-- start of Records for this task --

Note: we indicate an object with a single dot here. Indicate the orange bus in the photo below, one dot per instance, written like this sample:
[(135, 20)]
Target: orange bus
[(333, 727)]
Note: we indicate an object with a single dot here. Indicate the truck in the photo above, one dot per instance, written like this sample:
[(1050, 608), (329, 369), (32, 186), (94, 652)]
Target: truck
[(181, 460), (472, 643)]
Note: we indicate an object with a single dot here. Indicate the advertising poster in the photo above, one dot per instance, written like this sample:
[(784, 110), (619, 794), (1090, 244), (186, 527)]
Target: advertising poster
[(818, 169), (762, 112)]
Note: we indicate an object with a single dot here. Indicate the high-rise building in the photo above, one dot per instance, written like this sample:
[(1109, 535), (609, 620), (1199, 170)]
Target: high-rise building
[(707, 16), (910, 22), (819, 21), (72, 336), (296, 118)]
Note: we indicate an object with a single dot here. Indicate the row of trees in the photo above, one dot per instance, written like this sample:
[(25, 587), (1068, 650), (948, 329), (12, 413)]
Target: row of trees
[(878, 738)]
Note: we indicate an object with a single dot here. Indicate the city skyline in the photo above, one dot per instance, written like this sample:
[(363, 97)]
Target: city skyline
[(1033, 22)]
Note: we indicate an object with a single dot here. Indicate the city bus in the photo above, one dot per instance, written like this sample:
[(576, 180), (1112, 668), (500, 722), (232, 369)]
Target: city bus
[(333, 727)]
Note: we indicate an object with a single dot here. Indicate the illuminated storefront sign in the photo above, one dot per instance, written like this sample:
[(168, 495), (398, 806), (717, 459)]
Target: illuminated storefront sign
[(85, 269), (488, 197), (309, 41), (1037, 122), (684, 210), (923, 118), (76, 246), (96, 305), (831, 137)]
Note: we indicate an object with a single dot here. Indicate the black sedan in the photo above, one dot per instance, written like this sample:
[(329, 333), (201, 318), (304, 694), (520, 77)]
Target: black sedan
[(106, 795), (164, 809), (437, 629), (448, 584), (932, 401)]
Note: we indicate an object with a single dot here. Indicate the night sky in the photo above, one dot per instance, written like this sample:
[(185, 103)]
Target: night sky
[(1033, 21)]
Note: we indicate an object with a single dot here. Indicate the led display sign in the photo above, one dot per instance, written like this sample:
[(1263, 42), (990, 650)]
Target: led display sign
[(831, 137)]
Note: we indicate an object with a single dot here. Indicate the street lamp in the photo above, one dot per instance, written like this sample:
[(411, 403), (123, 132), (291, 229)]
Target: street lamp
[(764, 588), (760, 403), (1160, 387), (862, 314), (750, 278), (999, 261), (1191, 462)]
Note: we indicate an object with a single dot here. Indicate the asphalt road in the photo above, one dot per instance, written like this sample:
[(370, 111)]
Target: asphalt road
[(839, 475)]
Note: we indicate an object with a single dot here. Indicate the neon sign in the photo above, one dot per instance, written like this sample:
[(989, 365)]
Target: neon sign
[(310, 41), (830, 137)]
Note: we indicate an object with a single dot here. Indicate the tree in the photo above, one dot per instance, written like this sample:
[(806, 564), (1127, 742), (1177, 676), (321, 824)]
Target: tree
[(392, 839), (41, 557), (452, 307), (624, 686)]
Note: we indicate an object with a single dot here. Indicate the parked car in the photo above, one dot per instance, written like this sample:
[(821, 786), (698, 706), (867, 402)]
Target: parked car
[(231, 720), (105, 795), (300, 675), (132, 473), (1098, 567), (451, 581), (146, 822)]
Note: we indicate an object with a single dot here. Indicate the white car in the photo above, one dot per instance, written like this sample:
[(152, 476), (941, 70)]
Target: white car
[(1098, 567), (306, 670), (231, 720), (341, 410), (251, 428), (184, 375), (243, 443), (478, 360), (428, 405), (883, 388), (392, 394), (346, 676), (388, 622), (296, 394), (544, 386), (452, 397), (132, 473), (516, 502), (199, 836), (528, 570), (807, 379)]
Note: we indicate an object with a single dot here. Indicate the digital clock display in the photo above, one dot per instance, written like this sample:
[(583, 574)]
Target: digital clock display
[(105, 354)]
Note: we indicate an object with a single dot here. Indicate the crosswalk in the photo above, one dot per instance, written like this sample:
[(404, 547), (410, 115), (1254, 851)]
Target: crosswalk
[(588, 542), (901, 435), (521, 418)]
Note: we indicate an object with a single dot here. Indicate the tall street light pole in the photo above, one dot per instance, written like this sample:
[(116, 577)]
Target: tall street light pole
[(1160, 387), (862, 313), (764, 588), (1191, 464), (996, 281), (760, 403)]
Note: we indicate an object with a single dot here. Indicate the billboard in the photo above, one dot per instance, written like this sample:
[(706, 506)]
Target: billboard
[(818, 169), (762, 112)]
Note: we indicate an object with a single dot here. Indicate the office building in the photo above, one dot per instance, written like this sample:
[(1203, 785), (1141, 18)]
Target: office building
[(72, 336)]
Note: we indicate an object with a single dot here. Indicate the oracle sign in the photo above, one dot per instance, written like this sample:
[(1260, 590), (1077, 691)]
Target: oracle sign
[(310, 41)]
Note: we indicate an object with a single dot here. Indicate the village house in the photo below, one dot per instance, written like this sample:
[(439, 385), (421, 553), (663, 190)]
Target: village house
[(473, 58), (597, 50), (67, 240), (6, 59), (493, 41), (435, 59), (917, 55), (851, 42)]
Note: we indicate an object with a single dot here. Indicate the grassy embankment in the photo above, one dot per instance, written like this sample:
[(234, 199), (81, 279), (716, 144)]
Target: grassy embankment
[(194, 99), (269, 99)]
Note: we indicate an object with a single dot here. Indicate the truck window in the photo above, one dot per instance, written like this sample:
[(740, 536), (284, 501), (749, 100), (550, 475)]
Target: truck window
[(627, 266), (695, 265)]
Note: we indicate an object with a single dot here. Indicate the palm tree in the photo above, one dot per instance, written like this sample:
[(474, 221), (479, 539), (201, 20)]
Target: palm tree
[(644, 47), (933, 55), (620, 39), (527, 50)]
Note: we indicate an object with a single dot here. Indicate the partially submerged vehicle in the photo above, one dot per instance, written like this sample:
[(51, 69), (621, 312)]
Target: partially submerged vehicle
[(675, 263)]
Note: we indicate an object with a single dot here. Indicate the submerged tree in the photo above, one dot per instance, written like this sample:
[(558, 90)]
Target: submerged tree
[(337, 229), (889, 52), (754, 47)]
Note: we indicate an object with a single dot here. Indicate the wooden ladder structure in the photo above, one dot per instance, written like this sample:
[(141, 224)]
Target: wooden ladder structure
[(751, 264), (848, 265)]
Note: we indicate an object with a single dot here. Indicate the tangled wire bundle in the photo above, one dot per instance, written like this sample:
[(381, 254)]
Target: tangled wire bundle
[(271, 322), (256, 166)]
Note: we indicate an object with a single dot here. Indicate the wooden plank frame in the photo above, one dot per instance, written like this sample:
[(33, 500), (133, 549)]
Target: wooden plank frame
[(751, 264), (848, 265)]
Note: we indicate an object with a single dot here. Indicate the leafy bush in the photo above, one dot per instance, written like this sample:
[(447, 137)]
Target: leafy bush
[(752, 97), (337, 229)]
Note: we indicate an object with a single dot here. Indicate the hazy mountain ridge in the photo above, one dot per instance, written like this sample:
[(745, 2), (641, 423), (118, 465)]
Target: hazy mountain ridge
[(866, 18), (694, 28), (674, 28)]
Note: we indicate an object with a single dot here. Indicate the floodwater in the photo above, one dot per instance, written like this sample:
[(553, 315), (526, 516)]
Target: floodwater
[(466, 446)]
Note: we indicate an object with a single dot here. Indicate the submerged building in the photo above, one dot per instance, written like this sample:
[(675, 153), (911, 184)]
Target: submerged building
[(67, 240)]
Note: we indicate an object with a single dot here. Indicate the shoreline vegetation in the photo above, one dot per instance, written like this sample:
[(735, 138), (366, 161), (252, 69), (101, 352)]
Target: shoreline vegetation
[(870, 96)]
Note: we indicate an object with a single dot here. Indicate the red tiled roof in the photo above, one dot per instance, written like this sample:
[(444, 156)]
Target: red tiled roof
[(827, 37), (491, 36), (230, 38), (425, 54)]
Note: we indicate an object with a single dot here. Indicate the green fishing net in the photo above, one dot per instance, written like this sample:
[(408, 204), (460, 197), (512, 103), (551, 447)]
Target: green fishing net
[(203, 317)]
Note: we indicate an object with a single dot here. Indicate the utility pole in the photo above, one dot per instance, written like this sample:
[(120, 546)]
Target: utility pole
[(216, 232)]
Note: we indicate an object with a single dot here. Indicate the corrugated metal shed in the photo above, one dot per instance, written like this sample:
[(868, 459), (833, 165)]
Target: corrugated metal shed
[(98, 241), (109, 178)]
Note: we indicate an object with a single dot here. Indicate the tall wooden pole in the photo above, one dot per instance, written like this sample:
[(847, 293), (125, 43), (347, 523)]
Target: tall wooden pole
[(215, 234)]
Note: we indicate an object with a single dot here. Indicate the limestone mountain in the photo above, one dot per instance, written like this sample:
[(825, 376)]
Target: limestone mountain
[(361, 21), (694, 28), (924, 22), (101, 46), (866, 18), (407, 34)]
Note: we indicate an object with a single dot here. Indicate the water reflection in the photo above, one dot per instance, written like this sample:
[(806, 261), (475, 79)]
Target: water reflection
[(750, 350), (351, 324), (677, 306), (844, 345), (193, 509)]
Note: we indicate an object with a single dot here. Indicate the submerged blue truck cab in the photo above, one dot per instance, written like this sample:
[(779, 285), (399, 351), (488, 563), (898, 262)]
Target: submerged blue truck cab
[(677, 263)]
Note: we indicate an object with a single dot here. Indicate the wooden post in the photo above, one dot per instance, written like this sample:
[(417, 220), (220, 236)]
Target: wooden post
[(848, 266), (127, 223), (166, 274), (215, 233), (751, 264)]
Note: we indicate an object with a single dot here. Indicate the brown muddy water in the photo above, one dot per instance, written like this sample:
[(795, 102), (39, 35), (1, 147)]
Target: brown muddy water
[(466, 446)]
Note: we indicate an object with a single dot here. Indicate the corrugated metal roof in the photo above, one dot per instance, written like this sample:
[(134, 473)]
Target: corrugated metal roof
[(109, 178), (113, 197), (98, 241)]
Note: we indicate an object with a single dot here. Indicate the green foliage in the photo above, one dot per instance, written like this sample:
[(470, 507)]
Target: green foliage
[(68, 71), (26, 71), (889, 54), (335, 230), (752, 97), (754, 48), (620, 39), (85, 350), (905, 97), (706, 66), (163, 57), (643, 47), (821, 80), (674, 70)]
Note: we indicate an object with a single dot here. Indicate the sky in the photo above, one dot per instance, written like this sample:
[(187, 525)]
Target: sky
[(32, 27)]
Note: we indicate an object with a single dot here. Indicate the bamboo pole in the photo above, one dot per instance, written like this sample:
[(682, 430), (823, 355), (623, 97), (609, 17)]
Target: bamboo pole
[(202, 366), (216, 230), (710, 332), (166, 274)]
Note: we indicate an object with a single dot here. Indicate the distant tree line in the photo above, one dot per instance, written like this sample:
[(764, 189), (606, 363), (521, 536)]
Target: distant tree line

-- end of Records for this task --

* [Task prompt]: Format everything from the line containing "metal roof in" down to the last line of the data as a numbered list, omitting any blank lines.

* [Written solution]:
1. Note: we indicate an object with a single dot here. Indicate the corrugated metal roof in the photo above, one dot per instance, written like this sample:
2. [(134, 473)]
3. Target: corrugated metal roof
4. [(109, 178), (113, 197), (98, 241)]
5. Note: we indicate an object with a single dot here. Indicate the green foliage in the photo above, one dot per instance, written like this sample:
6. [(470, 507)]
7. Target: green foliage
8. [(68, 71), (26, 71), (889, 54), (335, 230), (752, 97), (754, 48), (620, 39), (85, 350), (905, 97), (706, 66), (163, 57), (643, 47), (821, 80), (674, 70)]
9. Note: we indicate an object with a single dot here. Indicate the sky in the photo above, one dot per instance, written like this sample:
10. [(187, 525)]
11. Target: sky
12. [(32, 27)]
13. Note: we indicate an object with a single dot here. Indicate the bamboo pole in the photo above, one dot per instance, written like this sample:
14. [(682, 430), (823, 355), (623, 97), (609, 17)]
15. Target: bamboo pole
16. [(202, 366), (216, 230), (710, 332), (166, 274)]
17. Note: we indicate an object with a single dot here. Indicate the distant tree line in the photo above, one dot per instance, written like this sample:
18. [(764, 189), (606, 363), (521, 536)]
19. Target: distant tree line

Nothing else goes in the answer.